§ Extrait choisi
- - - - - - -

Sans conteste, ces arrestations sont un pas dans la bonne direction. Mais le véritable test pour le gouvernement –fait-il réellement tout ce qu'il peut pour stopper les viols de Kavumu, comme tous les autres dans le reste du pays?– est à venir.

Panne judiciaire

On sait combien la justice au Congo est dysfonctionnelle, surtout pour les milliers de victimes de viol –par exemple, aucune d'entre elles n'a encore reçu un centime de dédommagement, malgré les décisions judiciaires ordonnant de telles réparations. Reste que ces derniers mois, le groupe de travail luttant contre les viols de Kavumu a réussi à transférer les dossiers du système judiciaire civil au miliaire. Ce qui est une bonne chose: si les tribunaux civils ont globalement tout d'une blague, selon divers experts judiciaires avec qui je me suis entretenue, les cours militaires ont réussi ces dernières années à extirper quelques condamnations pour crimes de masse envers des victimes civiles.

Mais le système militaire est encore loin d'être parfait. En 2013, lors du procès de 39 soldats congolais accusés d'avoir violé au moins 76 femmes à Minova, dans la province du Sud-Kivu, seuls deux troufions ont été finalement condamnés. Aucun officier ne fut déclaré responsable, faute de preuves selon les explications que m'a données l'un des magistrats ayant travaillé sur ce dossier. Ce qui en dit long sur le manque de formation et de ressources des enquêteurs. Une situation qui ne s'est pas arrangée depuis, selon des experts judiciaires. Le Congo ne possède aucun système de collecte ADN, et même si c'était le cas, on douche souvent les victimes de viol quand elles arrivent à l'hôpital, dans un fâcheux espoir de les laver de leur affront.

- - - - - - -

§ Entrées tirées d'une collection

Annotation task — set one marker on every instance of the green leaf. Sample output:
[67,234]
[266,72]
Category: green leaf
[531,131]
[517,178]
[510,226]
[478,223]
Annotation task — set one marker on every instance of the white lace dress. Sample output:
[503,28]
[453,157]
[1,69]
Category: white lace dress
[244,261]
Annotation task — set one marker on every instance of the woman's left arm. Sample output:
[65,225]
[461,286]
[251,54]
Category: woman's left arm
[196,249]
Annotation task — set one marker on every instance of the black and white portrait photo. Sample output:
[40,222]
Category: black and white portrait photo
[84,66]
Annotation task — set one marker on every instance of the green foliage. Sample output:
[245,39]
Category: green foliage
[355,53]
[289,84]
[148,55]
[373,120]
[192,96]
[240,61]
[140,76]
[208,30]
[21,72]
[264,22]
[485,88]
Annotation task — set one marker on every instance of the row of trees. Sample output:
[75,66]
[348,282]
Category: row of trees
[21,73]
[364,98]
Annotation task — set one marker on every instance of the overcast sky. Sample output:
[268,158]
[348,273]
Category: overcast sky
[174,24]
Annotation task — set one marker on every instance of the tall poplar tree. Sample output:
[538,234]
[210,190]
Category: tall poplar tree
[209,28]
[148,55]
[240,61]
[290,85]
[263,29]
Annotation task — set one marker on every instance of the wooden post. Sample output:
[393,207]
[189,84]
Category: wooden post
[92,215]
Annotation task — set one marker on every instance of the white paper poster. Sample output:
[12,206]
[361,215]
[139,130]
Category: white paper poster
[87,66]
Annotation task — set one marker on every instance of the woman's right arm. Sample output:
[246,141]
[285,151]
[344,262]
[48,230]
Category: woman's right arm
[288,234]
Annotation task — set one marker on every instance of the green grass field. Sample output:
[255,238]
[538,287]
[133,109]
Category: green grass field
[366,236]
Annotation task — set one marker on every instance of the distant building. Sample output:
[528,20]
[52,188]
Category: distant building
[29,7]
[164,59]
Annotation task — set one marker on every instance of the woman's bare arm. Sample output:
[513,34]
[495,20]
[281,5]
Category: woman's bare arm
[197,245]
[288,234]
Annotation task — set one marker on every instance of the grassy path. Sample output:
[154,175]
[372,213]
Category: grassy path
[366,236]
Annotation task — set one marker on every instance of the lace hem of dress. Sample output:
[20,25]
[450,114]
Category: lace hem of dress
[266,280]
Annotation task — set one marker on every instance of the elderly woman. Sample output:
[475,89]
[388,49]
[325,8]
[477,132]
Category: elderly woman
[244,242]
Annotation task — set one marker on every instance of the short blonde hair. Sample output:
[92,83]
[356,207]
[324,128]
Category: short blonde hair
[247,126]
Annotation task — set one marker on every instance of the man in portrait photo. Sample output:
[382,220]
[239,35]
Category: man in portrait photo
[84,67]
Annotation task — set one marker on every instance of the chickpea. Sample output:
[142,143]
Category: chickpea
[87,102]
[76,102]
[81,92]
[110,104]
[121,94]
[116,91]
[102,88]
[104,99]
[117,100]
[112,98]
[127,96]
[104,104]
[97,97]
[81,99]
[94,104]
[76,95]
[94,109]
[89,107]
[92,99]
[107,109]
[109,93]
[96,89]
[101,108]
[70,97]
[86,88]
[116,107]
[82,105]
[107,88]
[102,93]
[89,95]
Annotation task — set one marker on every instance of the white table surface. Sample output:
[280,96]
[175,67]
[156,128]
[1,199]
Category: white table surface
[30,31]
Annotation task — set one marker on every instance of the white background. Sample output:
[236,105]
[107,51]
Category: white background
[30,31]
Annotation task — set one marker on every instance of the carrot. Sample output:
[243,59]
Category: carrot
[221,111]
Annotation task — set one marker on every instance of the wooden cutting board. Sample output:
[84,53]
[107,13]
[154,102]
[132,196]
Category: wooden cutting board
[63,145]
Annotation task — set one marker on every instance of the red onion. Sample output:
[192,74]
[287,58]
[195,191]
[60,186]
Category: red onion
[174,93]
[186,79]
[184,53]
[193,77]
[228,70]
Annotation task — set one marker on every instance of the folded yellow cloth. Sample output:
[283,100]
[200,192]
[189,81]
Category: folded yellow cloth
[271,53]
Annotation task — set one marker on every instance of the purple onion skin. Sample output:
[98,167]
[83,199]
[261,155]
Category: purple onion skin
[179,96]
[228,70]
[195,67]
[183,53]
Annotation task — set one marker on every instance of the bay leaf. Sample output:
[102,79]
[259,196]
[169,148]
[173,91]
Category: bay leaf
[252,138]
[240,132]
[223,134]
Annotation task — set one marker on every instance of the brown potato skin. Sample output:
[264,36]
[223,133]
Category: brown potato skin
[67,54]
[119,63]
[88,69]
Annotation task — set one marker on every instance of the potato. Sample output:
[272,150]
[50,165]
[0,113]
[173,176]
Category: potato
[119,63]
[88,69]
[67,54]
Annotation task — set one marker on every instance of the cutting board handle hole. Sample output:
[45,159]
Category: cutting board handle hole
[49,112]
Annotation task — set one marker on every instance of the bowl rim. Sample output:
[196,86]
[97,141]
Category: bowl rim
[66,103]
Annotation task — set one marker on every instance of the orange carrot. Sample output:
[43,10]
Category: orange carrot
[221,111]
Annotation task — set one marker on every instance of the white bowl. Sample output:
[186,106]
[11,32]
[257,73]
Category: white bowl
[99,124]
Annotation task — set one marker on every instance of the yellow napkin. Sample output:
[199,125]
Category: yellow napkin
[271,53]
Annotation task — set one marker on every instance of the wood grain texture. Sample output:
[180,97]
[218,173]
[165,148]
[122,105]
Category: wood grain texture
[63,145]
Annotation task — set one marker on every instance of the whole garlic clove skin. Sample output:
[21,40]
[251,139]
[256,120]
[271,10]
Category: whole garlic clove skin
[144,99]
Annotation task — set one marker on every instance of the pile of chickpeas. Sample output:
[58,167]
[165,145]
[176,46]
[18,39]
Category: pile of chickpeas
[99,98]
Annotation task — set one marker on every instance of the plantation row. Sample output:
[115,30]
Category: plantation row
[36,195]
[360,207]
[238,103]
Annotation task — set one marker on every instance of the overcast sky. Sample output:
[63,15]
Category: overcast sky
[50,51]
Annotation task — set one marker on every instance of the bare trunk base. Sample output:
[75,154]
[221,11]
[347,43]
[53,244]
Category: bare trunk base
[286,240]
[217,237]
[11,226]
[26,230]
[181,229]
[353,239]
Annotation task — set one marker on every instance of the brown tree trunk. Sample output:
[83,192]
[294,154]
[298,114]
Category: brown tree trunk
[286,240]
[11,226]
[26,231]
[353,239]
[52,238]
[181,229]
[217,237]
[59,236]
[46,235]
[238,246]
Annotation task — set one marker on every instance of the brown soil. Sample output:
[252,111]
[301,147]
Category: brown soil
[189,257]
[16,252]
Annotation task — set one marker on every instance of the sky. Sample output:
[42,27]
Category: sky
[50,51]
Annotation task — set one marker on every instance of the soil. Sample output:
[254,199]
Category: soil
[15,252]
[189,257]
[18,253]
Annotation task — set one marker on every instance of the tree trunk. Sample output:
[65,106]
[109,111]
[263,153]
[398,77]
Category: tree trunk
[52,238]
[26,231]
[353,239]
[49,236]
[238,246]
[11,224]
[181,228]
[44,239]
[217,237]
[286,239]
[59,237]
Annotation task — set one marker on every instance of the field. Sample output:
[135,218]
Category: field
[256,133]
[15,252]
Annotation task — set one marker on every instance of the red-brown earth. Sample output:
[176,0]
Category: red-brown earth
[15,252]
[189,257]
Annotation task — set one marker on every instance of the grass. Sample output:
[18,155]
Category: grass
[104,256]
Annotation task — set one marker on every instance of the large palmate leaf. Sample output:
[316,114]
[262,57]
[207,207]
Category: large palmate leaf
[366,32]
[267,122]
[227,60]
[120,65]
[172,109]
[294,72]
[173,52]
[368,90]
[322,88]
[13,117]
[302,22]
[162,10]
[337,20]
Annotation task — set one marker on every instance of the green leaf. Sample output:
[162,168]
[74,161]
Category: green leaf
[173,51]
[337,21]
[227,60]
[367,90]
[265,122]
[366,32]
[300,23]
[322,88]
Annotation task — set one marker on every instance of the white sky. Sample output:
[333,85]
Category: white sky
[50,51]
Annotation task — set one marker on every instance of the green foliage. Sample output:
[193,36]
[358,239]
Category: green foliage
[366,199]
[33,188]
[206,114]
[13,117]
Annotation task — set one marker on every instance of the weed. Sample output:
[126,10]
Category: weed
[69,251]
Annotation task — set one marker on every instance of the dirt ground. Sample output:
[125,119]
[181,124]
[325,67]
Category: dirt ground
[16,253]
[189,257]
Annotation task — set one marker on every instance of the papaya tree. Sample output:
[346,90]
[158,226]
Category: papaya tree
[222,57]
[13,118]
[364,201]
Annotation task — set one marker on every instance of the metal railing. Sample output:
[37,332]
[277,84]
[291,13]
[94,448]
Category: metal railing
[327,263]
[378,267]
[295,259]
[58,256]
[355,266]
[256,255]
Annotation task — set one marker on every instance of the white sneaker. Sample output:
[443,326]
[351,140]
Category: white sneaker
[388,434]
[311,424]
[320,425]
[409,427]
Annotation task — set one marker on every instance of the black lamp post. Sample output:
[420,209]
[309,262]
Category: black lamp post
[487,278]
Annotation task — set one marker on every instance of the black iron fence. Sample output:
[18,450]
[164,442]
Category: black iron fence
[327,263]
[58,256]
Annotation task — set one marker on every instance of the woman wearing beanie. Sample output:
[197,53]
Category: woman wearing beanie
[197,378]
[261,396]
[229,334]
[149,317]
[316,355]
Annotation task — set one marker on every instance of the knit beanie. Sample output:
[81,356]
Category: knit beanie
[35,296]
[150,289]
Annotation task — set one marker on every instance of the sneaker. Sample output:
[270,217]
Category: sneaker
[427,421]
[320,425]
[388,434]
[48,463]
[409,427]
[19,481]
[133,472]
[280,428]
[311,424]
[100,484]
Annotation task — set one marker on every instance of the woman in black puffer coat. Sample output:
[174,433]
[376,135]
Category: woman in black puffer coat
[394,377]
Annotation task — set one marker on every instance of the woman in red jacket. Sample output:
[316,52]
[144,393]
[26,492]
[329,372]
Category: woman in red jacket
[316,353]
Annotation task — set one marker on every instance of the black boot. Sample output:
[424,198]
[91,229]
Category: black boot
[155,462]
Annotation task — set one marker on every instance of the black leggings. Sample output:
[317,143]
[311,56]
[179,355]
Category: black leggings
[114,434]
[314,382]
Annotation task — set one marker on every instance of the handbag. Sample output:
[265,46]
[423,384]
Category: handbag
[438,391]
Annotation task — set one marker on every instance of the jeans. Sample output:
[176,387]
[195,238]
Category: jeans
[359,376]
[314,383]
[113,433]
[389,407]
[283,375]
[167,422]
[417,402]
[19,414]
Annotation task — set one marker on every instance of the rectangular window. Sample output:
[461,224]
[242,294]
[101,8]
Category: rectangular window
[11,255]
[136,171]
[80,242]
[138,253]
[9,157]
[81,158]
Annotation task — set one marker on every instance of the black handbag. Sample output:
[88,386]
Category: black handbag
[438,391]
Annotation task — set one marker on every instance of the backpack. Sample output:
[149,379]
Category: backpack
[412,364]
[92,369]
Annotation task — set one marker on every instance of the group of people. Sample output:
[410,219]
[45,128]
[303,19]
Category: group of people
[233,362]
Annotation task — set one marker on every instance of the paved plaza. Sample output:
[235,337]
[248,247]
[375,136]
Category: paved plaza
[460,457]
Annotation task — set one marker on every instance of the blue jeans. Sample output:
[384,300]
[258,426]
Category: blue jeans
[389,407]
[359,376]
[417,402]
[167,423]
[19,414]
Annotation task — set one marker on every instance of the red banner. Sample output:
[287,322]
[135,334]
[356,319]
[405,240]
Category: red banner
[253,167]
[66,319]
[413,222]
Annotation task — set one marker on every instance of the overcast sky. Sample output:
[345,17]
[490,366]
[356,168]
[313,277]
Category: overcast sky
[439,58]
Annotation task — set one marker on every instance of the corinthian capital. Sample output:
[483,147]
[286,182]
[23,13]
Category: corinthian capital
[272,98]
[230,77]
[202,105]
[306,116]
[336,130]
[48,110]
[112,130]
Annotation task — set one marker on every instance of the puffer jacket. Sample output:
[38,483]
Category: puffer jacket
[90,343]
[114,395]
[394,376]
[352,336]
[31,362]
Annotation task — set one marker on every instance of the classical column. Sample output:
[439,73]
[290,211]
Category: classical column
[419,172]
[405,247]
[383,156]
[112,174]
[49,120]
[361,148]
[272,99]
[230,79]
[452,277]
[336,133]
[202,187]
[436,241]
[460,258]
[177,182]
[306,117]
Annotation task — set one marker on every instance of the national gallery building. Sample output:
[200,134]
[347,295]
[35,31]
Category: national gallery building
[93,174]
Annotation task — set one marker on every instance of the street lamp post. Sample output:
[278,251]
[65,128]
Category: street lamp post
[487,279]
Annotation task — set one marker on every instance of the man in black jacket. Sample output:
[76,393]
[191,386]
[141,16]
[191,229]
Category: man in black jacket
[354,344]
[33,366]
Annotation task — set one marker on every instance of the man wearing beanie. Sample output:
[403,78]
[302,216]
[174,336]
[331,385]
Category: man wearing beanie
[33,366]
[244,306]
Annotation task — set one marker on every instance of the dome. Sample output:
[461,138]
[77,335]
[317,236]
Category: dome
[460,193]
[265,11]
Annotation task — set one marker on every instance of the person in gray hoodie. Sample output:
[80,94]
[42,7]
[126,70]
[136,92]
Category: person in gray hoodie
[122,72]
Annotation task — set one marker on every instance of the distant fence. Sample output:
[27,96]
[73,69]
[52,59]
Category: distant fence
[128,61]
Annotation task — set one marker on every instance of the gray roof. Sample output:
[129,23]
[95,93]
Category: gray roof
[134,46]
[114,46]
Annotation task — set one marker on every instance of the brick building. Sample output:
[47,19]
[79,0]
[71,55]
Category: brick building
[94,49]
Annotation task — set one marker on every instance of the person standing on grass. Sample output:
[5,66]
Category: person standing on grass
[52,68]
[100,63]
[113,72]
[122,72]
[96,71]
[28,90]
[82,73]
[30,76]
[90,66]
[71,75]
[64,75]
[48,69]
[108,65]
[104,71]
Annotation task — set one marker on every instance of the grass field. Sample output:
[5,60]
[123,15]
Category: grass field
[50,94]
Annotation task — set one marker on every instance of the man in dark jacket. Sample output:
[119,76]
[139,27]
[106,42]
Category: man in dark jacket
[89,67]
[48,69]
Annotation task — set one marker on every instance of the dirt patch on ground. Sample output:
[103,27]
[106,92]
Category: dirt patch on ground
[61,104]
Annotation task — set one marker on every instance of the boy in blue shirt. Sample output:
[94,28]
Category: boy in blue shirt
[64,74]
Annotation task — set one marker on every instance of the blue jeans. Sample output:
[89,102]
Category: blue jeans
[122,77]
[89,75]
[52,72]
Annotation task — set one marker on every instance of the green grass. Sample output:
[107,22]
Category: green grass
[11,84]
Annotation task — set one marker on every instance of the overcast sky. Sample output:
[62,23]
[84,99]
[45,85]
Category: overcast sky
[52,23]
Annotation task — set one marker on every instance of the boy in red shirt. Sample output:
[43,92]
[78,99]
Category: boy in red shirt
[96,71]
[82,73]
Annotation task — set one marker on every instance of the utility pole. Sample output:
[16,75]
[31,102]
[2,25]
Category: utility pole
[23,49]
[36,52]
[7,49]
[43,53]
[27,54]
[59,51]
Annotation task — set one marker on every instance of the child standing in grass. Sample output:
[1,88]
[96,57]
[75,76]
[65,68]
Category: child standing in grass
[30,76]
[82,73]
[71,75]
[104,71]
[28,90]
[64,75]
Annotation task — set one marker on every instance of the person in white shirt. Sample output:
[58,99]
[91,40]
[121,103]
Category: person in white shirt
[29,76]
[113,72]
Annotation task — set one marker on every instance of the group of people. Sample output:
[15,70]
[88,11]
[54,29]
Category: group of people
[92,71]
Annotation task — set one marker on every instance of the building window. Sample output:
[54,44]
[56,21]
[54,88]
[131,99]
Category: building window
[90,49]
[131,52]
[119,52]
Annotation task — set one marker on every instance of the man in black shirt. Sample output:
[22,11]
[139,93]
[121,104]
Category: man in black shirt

- - - - - - -

Réécrivez sous forme de liste le paragraphe de l'extrait sur les viols de Kavumu qui commence par « Mais le système militaire est encore loin », en conservant ses faits principaux.

§ Exercice corrigé
- Le système judiciaire militaire congolais est encore loin d'être parfait.
- En 2013, à Minova (Sud-Kivu), 39 soldats congolais ont été jugés pour le viol d'au moins 76 femmes, mais seuls deux simples soldats ont été condamnés.
- Aucun officier n'a été déclaré responsable, faute de preuves, selon un magistrat ayant travaillé sur le dossier.
- Cela révèle le manque de formation et de ressources des enquêteurs. Selon des experts judiciaires, la situation ne s'est pas améliorée depuis.
- Le Congo ne dispose d'aucun système de collecte ADN.
- Les victimes de viol sont souvent douchées à leur arrivée à l'hôpital.